The data –
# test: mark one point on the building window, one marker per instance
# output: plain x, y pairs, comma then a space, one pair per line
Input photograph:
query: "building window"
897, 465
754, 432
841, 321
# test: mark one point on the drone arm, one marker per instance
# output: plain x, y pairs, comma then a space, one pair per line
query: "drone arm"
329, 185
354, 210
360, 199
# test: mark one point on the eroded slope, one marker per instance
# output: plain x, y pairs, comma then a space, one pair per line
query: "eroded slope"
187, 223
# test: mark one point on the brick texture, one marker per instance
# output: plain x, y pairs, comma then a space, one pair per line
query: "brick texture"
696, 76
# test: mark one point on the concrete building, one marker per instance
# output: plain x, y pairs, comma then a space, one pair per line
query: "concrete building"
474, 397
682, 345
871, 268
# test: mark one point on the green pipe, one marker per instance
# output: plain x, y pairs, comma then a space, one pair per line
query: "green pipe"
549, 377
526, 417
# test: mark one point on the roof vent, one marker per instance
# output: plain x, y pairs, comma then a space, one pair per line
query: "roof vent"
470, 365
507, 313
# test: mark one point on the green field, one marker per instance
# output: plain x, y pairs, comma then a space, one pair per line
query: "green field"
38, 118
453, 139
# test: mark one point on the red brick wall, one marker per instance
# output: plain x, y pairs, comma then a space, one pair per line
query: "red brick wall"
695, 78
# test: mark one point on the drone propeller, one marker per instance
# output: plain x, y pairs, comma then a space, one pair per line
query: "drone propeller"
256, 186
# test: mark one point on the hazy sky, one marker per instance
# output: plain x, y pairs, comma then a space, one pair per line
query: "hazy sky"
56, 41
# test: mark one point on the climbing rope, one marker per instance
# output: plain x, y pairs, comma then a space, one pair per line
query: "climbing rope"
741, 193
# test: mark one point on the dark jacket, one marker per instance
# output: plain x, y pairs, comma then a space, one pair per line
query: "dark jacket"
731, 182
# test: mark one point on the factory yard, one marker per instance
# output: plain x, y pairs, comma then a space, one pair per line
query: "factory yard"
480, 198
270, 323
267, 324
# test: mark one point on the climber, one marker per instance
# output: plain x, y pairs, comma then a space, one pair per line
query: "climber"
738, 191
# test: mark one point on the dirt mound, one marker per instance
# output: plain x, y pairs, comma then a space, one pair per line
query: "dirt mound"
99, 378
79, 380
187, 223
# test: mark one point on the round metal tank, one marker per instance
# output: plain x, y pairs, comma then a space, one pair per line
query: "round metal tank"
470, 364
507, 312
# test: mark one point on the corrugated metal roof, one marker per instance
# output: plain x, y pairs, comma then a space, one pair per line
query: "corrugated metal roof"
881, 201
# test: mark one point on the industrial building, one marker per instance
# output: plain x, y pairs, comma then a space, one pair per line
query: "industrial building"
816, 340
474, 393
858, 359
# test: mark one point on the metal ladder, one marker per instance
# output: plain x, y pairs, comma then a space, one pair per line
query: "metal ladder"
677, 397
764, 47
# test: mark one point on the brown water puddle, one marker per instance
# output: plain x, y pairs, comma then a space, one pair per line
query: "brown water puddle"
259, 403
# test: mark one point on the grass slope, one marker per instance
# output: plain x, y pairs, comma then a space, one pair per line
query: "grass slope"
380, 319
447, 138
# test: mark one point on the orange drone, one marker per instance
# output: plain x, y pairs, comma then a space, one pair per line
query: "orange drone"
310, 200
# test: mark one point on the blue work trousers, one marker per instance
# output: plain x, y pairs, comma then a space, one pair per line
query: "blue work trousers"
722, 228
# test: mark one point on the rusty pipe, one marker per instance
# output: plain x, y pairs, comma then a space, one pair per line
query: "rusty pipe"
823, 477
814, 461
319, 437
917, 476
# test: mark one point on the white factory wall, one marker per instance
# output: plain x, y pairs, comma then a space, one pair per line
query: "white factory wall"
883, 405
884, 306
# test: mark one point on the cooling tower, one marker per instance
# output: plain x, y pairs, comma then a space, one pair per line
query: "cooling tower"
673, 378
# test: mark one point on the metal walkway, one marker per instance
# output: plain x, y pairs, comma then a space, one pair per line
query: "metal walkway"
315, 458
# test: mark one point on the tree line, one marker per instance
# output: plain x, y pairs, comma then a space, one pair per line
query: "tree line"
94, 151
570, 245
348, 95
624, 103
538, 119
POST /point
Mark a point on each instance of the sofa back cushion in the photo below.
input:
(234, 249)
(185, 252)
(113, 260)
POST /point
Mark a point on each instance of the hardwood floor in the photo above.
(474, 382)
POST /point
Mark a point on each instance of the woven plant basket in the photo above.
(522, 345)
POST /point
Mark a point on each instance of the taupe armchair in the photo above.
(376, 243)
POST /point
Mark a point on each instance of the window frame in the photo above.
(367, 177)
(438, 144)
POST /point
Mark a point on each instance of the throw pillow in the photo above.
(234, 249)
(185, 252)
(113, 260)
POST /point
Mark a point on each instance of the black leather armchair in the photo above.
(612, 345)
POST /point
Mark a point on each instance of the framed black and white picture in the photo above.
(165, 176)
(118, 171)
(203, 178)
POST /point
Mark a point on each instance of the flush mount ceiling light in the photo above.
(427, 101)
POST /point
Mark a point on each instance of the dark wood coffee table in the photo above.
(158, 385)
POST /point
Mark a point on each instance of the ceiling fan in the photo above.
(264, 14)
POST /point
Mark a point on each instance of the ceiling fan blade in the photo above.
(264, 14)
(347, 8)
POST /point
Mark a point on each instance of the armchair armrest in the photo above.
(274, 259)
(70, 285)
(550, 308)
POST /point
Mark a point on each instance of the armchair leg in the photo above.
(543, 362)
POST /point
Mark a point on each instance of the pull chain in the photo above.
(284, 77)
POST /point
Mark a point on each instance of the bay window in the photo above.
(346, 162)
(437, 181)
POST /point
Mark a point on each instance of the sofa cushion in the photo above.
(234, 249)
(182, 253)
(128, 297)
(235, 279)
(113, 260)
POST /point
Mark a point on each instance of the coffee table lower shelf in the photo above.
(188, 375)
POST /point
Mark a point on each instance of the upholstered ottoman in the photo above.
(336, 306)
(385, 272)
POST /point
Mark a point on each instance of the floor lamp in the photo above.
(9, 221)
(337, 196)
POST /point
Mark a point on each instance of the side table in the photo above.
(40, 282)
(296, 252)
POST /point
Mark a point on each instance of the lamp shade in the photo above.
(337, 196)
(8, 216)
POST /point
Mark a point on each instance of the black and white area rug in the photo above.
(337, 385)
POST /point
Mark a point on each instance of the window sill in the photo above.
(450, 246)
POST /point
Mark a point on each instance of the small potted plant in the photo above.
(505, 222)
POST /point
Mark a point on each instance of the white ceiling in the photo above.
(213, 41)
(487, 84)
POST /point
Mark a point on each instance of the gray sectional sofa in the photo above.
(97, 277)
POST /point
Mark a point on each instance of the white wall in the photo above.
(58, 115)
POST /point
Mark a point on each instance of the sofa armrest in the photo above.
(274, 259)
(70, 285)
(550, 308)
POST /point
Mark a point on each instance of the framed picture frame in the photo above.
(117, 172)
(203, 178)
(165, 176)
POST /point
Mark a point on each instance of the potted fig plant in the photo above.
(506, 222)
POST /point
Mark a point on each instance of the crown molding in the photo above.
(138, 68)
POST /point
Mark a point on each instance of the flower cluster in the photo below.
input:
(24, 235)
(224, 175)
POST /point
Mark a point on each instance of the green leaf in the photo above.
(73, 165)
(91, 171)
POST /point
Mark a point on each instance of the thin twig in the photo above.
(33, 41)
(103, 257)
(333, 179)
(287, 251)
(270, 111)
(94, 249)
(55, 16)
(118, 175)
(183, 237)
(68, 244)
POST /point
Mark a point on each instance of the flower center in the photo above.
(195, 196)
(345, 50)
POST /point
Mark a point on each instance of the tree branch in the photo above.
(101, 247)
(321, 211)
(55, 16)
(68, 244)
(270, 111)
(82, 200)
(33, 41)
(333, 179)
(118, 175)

Your instructions –
Copy out only the lines of the material above that contain the string "puddle", treating uppercase and lowercase letters as different.

Task result –
# test: mark one point on the brown water puddle, one marker per instance
query: "brown water puddle"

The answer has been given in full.